ABOUT THIS TASK —
An exact transcript of all the records is required, with nothing left out.

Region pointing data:
········

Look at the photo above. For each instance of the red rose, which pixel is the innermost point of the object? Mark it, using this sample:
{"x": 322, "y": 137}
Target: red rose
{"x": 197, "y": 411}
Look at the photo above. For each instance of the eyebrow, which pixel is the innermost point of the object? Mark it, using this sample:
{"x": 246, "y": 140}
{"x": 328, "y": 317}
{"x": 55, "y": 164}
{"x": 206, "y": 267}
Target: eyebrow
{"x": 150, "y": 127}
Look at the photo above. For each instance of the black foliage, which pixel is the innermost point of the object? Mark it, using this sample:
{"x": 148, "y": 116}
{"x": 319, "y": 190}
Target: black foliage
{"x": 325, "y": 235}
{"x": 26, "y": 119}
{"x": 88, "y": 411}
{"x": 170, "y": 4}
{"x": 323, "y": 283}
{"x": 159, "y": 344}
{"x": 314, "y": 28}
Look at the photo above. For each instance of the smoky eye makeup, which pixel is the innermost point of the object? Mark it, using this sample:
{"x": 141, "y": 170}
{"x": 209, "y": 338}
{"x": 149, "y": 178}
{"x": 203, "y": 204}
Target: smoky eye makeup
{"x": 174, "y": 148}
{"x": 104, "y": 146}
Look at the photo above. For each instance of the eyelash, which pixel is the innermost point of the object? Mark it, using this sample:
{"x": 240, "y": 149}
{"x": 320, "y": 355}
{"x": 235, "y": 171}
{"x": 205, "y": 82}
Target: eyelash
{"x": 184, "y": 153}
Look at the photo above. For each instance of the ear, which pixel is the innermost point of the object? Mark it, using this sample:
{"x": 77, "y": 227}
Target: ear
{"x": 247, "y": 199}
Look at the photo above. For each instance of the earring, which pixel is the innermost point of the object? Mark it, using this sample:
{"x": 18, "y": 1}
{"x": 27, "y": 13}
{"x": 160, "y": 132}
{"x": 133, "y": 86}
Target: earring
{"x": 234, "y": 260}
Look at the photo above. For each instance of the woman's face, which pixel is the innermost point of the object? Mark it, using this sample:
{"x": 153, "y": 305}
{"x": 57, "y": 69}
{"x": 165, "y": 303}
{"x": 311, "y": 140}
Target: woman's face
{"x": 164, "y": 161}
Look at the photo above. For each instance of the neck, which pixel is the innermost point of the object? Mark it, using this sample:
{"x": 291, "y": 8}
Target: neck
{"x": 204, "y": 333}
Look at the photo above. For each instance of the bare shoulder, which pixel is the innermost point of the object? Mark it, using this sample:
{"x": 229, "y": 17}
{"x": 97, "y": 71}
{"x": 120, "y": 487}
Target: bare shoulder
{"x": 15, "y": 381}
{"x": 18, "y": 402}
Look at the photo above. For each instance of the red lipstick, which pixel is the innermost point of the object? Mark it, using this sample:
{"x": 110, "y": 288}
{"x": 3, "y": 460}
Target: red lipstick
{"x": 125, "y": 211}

········

WRITTEN RESPONSE —
Look at the photo above. For each instance of the red rose, which pixel is the innermost point of the object? Mark it, using this sample:
{"x": 322, "y": 137}
Target: red rose
{"x": 197, "y": 411}
Look at the photo above. For each instance of the eyebrow, which pixel is the innermost point of the object? Mark it, using this sample:
{"x": 246, "y": 140}
{"x": 328, "y": 317}
{"x": 55, "y": 164}
{"x": 206, "y": 267}
Target: eyebrow
{"x": 150, "y": 127}
Look at the photo above. For each instance of the black foliage, which pixel is the innermost point of the object? Mark it, using this sample:
{"x": 148, "y": 116}
{"x": 319, "y": 190}
Target: black foliage
{"x": 325, "y": 235}
{"x": 26, "y": 119}
{"x": 88, "y": 411}
{"x": 170, "y": 4}
{"x": 323, "y": 283}
{"x": 159, "y": 344}
{"x": 314, "y": 28}
Look at the photo above. For each instance of the smoky eye makeup, which pixel is the innermost point of the object? Mark it, using this sample:
{"x": 141, "y": 170}
{"x": 209, "y": 338}
{"x": 149, "y": 178}
{"x": 203, "y": 204}
Target: smoky eye makeup
{"x": 174, "y": 148}
{"x": 104, "y": 146}
Look at the photo above. For each instance of the eyelash, which pixel is the innermost point of the object? Mark it, using this sample:
{"x": 240, "y": 149}
{"x": 320, "y": 355}
{"x": 235, "y": 171}
{"x": 205, "y": 82}
Target: eyelash
{"x": 184, "y": 153}
Look at the photo above. For each instance of the ear, which pixel is the innermost point of the object? Mark it, using this sample:
{"x": 77, "y": 227}
Target: ear
{"x": 247, "y": 199}
Look at the photo above. For each instance of the earring, which pixel is the innermost point of the object? Mark it, using this sample:
{"x": 18, "y": 1}
{"x": 27, "y": 13}
{"x": 160, "y": 132}
{"x": 133, "y": 86}
Target: earring
{"x": 234, "y": 260}
Look at the photo above. For each instance of the woman's face, which pixel is the innermost point of the object? Mark it, using this sample:
{"x": 153, "y": 305}
{"x": 57, "y": 69}
{"x": 165, "y": 303}
{"x": 311, "y": 140}
Target: woman's face
{"x": 164, "y": 161}
Look at the photo above. For each instance of the neck, which pixel is the innermost point of the object? Mark it, using this sample:
{"x": 291, "y": 8}
Target: neck
{"x": 204, "y": 333}
Look at the photo above. For each instance of the bare shoulder, which pixel is the innermost point of the object? Mark it, using this sample:
{"x": 229, "y": 17}
{"x": 97, "y": 71}
{"x": 120, "y": 487}
Target: bare shoulder
{"x": 15, "y": 381}
{"x": 18, "y": 402}
Look at the photo above. For each instance of the red lipstick, which pixel is the innermost point of the object? Mark it, using this sample:
{"x": 110, "y": 288}
{"x": 3, "y": 460}
Target: red lipstick
{"x": 125, "y": 211}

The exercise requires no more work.